- **WHAT YOU WILL DO**:
A – List the argument names in the bulleted list under the TMLEE entry of the TMLE API reference below.
B – Rewrite the TMLE API reference between "API Reference" and "resampling=nothing, ps_lowerbound=1e-8, machine_cache=false)", inclusive, replacing "estimands" with "quantities".

- **TEXT EXCERPT**:

○ ○ ○

API Reference

TMLE.ConfigurationMethod
Configuration(;estimands, scm=nothing, adjustment=nothing) = Configuration(estimands, scm, adjustment)

A Configuration is a set of estimands to be estimated. If the set of estimands contains causal (identifiable) estimands, these will be identified using the provided scm and adjustment method.

source
TMLE.OSEMethod
OSE(;models=default_models(), resampling=nothing, ps_lowerbound=1e-8, machine_cache=false)

Defines a One Step Estimator using the specified models for estimation of the nuisance parameters. The estimator is a function that can be applied to estimate estimands for a dataset.

Arguments

  • models: A Dict(variable => model, ...) where the variables are the outcome variables modeled by the models.
  • resampling: Outer resampling strategy. Setting it to nothing (default) falls back to vanilla estimation while

any valid MLJ.ResamplingStrategy will result in CV-OSE.

  • ps_lowerbound: Lowerbound for the propensity score to avoid division by 0. The special value nothing will

result in a data adaptive definition as described in here.

  • machine_cache: Whether MLJ.machine created during estimation should cache data.

Example

using MLJLinearModels
models = Dict(:Y => LinearRegressor(), :T => LogisticClassifier())
ose = OSE()
Ψ̂ₙ, cache = ose(Ψ, dataset)
source
TMLE.SCMType

A SCM is simply a wrapper around a MetaGraph over a Directed Acyclic Graph.

source
TMLE.TMLEEMethod
TMLEE(;models=default_models(), resampling=nothing, ps_lowerbound=1e-8, weighted=false, tol=nothing, machine_cache=false)

Defines a TMLE estimator using the specified models for estimation of the nuisance parameters. The estimator is a function that can be applied to estimate estimands for a dataset.

Arguments

  • models (default: default_models()): A Dict(variable => model, ...) where the variables are the outcome variables modeled by the models.
  • resampling (default: nothing): Outer resampling strategy. Setting it to nothing (default) falls back to vanilla TMLE while

any valid MLJ.ResamplingStrategy will result in CV-TMLE.

  • ps_lowerbound (default: 1e-8): Lowerbound for the propensity score to avoid division by 0. The special value nothing will

result in a data adaptive definition as described in here.

  • weighted (default: false): Whether the fluctuation model is a classig GLM or a weighted version. The weighted fluctuation has

been show to be more robust to positivity violation in practice.

  • tol (default: nothing): Convergence threshold for the TMLE algorithm iterations. If nothing (default), 1/(sample size) will be used. See also max_iter.
  • max_iter (default: 1): Maximum number of iterations for the TMLE algorithm.
  • machine_cache (default: false): Whether MLJ.machine created during estimation should cache data.

○ ○ ○

- **ITEMS**:
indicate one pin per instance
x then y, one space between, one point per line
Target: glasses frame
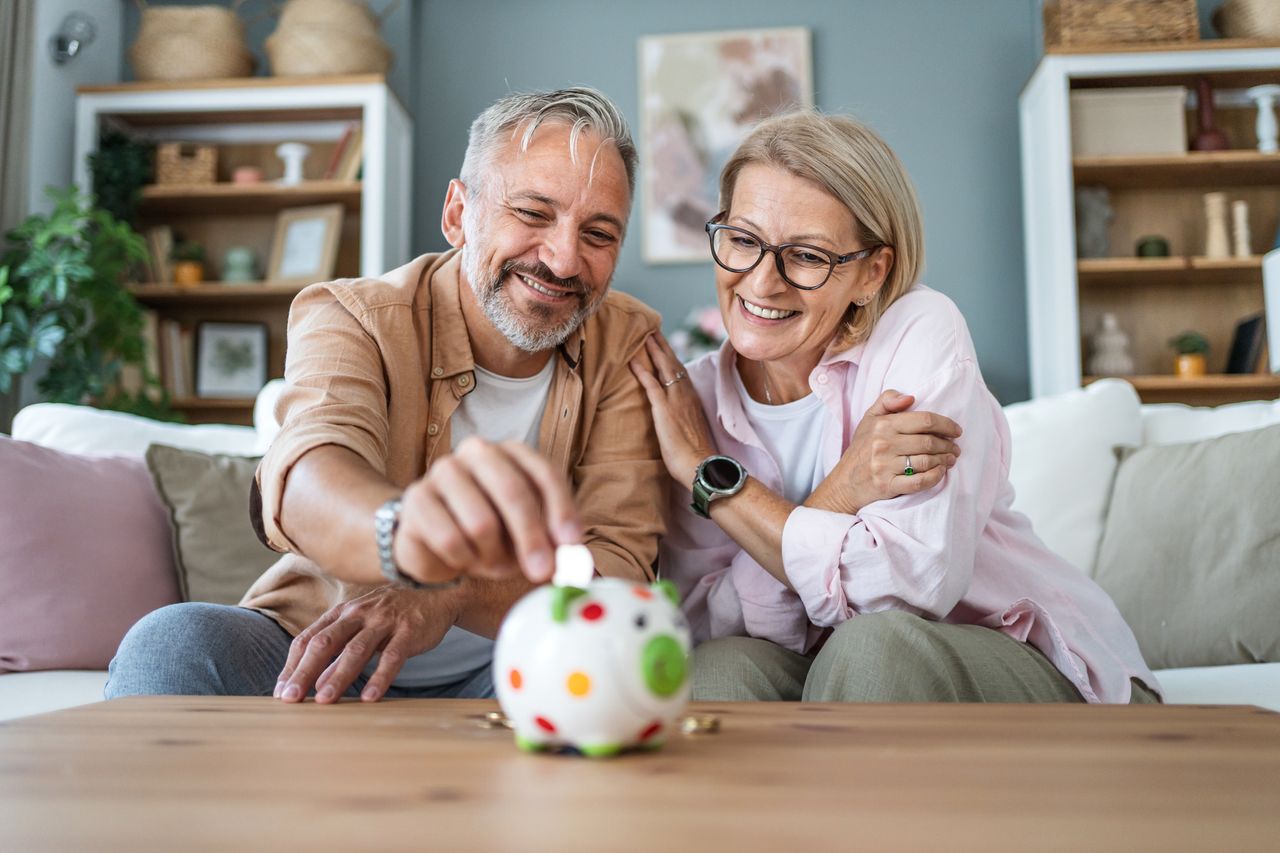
832 258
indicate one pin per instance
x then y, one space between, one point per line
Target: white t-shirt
498 409
792 436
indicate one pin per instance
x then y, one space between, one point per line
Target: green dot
664 665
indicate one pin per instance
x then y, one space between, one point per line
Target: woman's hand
873 468
677 413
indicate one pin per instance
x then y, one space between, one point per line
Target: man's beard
530 332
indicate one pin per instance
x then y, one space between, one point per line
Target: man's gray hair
580 108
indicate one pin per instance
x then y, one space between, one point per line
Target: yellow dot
579 684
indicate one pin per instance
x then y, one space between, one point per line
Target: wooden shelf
247 197
1162 270
216 292
1182 170
1210 389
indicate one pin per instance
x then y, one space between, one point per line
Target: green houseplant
1191 347
62 297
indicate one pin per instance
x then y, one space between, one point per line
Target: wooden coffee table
228 774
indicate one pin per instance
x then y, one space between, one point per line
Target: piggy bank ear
667 589
561 598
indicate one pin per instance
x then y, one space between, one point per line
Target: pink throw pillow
85 552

○ ○ ○

- **FINAL ANSWERS**:
A – models, resampling, ps_lowerbound, weighted, tol, max_iter, machine_cache

B –
API Reference

TMLE.ConfigurationMethod
Configuration(;quantities, scm=nothing, adjustment=nothing) = Configuration(quantities, scm, adjustment)

A Configuration is a set of quantities to be estimated. If the set of quantities contains causal (identifiable) quantities, these will be identified using the provided scm and adjustment method.

source
TMLE.OSEMethod
OSE(;models=default_models(), resampling=nothing, ps_lowerbound=1e-8, machine_cache=false)